▶ [Tasks for this exercise]
- A) Can you reproduce, word for word, the passage of the Boston POI assignment text starting with "Is there an association" and going on through "across the city?"?
- B) What comes next in the Boston POI assignment text? Carry it on from its last line.

▶ [Page extract]
____

What is the average rating score? Does it seem related to the number of ratings?
Is there an association between price level and rating score?
Is there any connection between POI rating scores and household income?
Do POIs tend to cluster in specific neighborhoods, or are they spread evenly across the city?
If you had to choose one POI to visit based on the dataset, which would you pick and why?
Note: The questions above are only examples–feel free to be creative!
Response: The total word count of observations is 188 (excluding the subheading).
As shown in the following maps, asian grocery stores are clustered in certain urban areas, such as China town, while hiking areas are primarily distributed within green spaces.
# Visualize
tmap_mode("view")
tm_shape(boston) +
tm_borders() +
tm_shape(grocery_sf_in) +
tm_dots(shape = 21,
col = "black",
lwd = 1, #
fill = "places.rating",
fill.scale = tm_scale_continuous(values = "magma"),
size = "places.userRatingCount",
popup.vars = c("Name" = "places.displayName.text",
"Rating" = "places.rating",
"Rating Count" = "places.userRatingCount"))
# Visualize
tmap_mode("view")

____

▶ [Data shown]
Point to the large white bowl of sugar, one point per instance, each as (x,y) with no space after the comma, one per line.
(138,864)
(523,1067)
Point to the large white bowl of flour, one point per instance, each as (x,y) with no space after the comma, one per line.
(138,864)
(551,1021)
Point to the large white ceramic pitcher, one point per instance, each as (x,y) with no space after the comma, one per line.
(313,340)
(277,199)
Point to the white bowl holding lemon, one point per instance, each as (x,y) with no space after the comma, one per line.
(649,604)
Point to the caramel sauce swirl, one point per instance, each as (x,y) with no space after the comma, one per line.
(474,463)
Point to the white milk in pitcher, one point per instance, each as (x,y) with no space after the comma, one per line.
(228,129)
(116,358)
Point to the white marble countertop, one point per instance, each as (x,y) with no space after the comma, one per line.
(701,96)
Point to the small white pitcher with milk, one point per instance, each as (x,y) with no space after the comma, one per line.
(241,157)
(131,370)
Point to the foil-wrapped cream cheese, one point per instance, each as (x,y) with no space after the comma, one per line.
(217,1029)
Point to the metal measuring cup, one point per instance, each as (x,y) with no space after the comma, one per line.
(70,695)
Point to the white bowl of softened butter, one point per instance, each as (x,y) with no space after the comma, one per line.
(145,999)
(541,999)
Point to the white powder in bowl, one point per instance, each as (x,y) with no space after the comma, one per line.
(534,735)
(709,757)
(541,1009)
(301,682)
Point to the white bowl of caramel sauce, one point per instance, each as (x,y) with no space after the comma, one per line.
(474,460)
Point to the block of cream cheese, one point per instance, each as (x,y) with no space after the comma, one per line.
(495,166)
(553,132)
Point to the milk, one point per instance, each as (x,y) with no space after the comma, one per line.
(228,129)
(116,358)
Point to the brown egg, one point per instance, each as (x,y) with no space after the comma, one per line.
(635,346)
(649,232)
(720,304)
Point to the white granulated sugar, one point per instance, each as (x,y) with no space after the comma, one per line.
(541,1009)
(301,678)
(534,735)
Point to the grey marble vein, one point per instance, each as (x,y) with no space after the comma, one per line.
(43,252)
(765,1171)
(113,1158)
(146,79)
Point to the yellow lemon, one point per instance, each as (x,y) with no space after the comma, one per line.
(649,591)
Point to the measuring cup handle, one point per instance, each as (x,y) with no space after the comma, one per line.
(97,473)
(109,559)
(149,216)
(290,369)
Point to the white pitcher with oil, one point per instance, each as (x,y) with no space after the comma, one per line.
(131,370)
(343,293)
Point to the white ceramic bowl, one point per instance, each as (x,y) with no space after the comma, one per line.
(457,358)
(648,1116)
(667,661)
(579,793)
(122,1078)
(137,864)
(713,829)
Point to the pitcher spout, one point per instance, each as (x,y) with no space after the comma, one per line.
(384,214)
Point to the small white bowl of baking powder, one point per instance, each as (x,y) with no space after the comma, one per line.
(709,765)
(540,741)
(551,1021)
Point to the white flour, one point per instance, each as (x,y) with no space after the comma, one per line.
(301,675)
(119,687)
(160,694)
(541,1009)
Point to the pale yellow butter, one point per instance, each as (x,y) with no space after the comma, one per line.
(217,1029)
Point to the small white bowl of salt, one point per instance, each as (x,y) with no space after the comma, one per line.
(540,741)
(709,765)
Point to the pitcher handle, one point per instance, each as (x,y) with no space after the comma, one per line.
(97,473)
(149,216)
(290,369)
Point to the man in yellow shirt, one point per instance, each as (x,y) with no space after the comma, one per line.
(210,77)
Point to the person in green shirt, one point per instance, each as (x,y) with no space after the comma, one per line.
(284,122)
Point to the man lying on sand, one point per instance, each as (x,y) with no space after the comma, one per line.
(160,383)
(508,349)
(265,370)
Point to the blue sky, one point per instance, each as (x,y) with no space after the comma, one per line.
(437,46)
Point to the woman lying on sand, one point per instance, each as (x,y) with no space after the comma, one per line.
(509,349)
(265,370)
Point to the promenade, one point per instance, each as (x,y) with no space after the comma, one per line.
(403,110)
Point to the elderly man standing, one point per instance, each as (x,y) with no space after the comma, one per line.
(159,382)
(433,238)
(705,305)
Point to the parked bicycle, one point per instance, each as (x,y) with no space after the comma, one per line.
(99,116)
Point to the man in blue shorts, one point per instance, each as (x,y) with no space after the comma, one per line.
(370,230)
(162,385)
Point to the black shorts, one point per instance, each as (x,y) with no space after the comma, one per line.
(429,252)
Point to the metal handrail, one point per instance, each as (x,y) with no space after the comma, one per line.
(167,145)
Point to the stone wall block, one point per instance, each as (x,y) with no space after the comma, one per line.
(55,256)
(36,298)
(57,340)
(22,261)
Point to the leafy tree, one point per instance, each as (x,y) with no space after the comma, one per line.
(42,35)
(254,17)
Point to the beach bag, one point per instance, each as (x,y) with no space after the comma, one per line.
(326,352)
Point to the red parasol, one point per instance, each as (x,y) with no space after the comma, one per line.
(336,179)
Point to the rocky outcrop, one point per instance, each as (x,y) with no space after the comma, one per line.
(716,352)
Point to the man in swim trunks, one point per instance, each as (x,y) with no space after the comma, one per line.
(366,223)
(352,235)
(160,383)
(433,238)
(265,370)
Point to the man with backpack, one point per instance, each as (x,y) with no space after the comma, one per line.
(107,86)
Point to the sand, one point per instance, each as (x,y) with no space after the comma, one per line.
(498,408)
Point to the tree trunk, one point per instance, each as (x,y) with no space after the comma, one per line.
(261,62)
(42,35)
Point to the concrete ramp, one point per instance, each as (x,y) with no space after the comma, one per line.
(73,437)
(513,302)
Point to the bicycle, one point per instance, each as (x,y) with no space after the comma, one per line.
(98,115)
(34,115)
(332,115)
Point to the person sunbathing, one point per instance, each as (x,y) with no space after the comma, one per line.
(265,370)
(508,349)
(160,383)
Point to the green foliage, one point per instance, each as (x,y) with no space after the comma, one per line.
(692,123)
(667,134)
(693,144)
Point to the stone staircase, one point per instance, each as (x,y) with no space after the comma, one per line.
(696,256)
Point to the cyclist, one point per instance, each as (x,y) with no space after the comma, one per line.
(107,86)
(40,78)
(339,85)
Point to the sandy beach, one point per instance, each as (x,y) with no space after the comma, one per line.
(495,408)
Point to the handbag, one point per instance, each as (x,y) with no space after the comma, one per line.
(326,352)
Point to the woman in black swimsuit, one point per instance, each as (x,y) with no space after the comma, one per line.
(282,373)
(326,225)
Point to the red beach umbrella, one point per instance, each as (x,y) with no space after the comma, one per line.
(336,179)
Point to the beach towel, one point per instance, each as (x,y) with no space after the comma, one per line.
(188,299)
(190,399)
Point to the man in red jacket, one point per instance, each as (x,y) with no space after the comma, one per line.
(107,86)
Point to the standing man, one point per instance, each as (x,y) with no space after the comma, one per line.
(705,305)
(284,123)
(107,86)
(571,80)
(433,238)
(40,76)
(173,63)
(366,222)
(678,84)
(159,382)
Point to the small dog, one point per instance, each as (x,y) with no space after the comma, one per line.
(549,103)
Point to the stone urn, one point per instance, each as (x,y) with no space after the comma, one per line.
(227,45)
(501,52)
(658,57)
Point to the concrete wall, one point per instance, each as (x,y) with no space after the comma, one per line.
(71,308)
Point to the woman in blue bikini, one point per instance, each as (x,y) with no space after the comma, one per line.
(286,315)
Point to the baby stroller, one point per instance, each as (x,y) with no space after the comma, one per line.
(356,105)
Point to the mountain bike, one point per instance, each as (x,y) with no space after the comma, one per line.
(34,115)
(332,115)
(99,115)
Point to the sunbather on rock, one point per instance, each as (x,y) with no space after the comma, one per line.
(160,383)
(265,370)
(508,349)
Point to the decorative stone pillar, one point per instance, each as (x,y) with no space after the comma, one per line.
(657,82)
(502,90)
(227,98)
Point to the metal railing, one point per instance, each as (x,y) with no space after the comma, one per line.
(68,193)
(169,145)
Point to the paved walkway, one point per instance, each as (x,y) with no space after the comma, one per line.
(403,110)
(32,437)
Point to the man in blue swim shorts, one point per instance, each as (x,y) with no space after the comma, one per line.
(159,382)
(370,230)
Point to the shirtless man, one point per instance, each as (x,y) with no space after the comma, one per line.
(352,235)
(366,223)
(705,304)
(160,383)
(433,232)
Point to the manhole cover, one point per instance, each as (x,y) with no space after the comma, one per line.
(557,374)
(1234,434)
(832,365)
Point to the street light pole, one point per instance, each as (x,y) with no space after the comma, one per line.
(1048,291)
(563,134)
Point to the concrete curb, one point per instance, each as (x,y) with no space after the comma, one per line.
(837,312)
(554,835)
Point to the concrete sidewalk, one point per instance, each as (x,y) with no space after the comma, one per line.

____

▶ [Answers to the exercise]
- A)
Is there an association between price level and rating score?
Is there any connection between POI rating scores and household income?
Do POIs tend to cluster in specific neighborhoods, or are they spread evenly across the city?

- B)
tm_shape(boston) +
tm_borders() +
tm_shape(hiking_sf_in) +
tm_dots(shape = 21,
col = "black",
lwd = 1,
fill = "places.rating",
fill.scale = tm_scale_continuous(values = "cividis"),
size = "places.userRatingCount",
popup.vars = c("Name" = "places.displayName.text",
"Rating" = "places.rating",
"Rating Count" = "places.userRatingCount"))
As shown in the following map, among all hiking areas, only two locations have more than 200 reviews. Notably, the site (Boston Common) located closer to the downtown has nearly twice as many reviews as the suburban site, indicating a stronger concentration of user activity in the urban core.
hiking_sf_in_binary = hiking_sf_in %>%
# Create a new variable using mutate
mutate(review_count_binary = case_when(
places.userRatingCount > 200 ~ "many",
places.userRatingCount <= 200 ~ "few"
)) %>%
select(places.userRatingCount, review_count_binary)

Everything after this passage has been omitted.